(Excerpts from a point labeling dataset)
#####
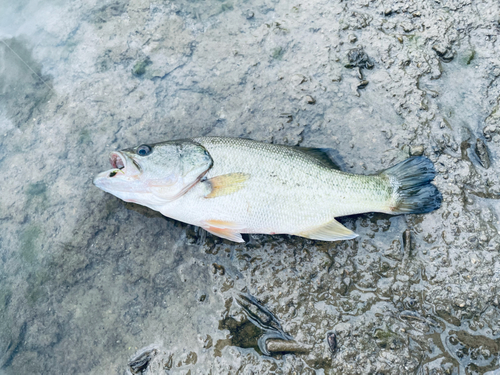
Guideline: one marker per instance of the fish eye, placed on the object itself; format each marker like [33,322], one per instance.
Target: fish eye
[144,150]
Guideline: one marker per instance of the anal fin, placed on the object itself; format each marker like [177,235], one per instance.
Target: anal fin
[331,231]
[224,229]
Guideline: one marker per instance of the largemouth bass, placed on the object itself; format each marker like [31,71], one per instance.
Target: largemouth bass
[230,186]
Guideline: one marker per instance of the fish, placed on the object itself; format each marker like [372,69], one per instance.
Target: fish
[229,186]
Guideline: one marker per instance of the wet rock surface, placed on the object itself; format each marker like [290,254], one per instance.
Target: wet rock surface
[87,281]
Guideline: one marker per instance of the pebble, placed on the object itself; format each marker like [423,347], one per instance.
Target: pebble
[417,150]
[482,153]
[310,99]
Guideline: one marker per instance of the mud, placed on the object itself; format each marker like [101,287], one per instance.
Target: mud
[92,285]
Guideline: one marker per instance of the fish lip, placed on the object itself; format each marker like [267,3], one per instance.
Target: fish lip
[118,160]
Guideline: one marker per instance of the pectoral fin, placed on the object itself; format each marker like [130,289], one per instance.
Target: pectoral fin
[224,229]
[226,184]
[332,231]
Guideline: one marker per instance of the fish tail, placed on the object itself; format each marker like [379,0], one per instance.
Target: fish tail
[412,191]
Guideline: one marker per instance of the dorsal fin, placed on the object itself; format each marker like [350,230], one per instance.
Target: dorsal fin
[320,154]
[331,231]
[226,184]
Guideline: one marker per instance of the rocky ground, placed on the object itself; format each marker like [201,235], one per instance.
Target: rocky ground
[92,285]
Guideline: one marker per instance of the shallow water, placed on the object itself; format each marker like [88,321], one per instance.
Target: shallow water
[92,285]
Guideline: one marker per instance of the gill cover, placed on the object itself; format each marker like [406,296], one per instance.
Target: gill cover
[171,168]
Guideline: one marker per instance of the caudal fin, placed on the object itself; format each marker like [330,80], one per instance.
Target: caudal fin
[413,192]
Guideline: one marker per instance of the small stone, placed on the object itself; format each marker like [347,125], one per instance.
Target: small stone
[417,150]
[362,84]
[331,338]
[443,52]
[310,99]
[407,27]
[482,153]
[298,79]
[357,58]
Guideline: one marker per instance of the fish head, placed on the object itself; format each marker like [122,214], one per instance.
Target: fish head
[155,174]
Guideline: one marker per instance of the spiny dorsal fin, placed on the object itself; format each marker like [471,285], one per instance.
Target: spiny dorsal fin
[226,184]
[320,154]
[331,231]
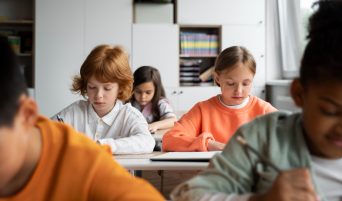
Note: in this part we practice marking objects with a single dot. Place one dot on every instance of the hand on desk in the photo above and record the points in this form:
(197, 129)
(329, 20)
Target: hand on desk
(215, 146)
(290, 185)
(153, 127)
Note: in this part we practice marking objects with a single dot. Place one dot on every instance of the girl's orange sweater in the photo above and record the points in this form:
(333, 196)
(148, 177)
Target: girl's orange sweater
(211, 120)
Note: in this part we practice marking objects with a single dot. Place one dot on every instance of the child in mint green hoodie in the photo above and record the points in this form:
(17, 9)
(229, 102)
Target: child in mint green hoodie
(306, 147)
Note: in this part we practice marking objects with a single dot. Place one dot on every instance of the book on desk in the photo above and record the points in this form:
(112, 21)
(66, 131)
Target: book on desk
(185, 156)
#####
§ **Challenge**:
Format every line of the data above as a JSON list of strings, one string per line, skipping blank lines. Leave the pictures out.

§ **Solved exercise**:
[
  "Guideline: one marker per instance of the fish eye, placed on the object itself; format each marker like [33,322], one per instance.",
  "Target: fish eye",
  "[144,150]",
  "Guideline: one marker per instance of the anal fin, placed on the object itself; format each marker like [177,235], one per instance.",
  "Target: anal fin",
  "[331,231]",
  "[224,229]",
  "Guideline: one marker per instance of the largemouth bass, placed on the object itself; format each marker like [31,71], one per instance.",
  "Target: largemouth bass",
  "[230,186]",
  "Guideline: one marker per instance of the fish, placed on the object itself; format each marker like [372,69], one per instance.",
  "Target: fish",
  "[229,186]",
  "Guideline: one marker per instance of the wet rock surface, placed on the object itself; format each marker like [290,254], one per instance.",
  "Target: wet rock surface",
  "[87,281]",
  "Guideline: one marker per instance of the pebble, placed on the object itself; format each marker like [423,347], one per instance.",
  "Target: pebble",
  "[417,150]",
  "[482,153]",
  "[310,99]",
  "Guideline: one marker per instance of the mud, placed on the object itself; format each marker like [101,287], one per instance.",
  "Target: mud",
  "[92,285]",
  "Guideline: one marker per instance of the fish lip, placed on the object itself; format each marker like [267,3], one per instance.",
  "Target: fish lip",
  "[118,160]",
  "Guideline: one marker per instance of the pectoral fin, placed on the object itself; format each marker like [130,289], one per instance.",
  "Target: pectoral fin",
  "[224,229]",
  "[226,184]",
  "[332,231]",
  "Guideline: one marker per instance of the fish tail, placed on the object itself; format each marker like [379,0], one per instance.",
  "Target: fish tail",
  "[412,191]",
  "Guideline: one marker per instance of the dorsal fin, placed on the object itself; format each marker like [350,230], one per instance.",
  "Target: dorsal fin",
  "[320,154]",
  "[331,231]",
  "[226,184]",
  "Guideline: one marker per instance of the rocky ground, placed on the object itself; format each marker like [201,235], one per instance.",
  "Target: rocky ground",
  "[92,285]",
  "Guideline: one marker per instance of the shallow water, placed on the object itself; format each marker like [88,321], one per instance.",
  "Target: shallow water",
  "[92,285]",
  "Guideline: one marker per instance of the gill cover, placed on the object itself; format each marker like [406,296], one per instance.",
  "Target: gill cover",
  "[171,168]",
  "Guideline: one marker per instance of the caudal fin, placed on the object itself; format each marker like [330,80], one per instance.",
  "Target: caudal fin",
  "[413,192]",
  "Guideline: one marker per instance of the small stone, placed on the object itself; format each marker like [347,125], one per instance.",
  "Target: small stone",
  "[417,150]",
  "[362,84]",
  "[331,338]",
  "[443,52]",
  "[310,99]",
  "[407,27]",
  "[482,153]",
  "[298,79]",
  "[357,58]",
  "Guideline: one marker per instance of the fish head, placed on the object itself; format each marker like [122,214], one per instance.",
  "Target: fish head",
  "[155,174]",
  "Guideline: one marker per instance of the spiny dorsal fin, placed on the object itself; format each marker like [471,285], one per instance.",
  "Target: spiny dorsal fin",
  "[226,184]",
  "[320,154]",
  "[331,231]",
  "Note: in this part we practice marking objects with a single dot. Place one dot on every instance of the hand on desk in the photo above and record the points in this form:",
  "(197, 129)",
  "(329, 20)",
  "Target: hand on desk",
  "(215, 146)",
  "(290, 185)",
  "(153, 127)",
  "Note: in this part we practice marking objects with a single dot. Place one dot on every instance of the girl's orange sweater in the photo above and record the points in this form:",
  "(333, 196)",
  "(148, 177)",
  "Target: girl's orange sweater",
  "(211, 120)",
  "Note: in this part we practice marking objects with a single dot. Place one dot on every instance of the child in mint green hoodie in the photo above and record the points in this form:",
  "(17, 9)",
  "(229, 102)",
  "Target: child in mint green hoodie",
  "(306, 147)",
  "Note: in this part we practice marking objects with a single dot. Place one dot on every instance of the book on desk in the photo above and record the points in this form:",
  "(112, 21)",
  "(66, 131)",
  "Target: book on desk",
  "(185, 156)"
]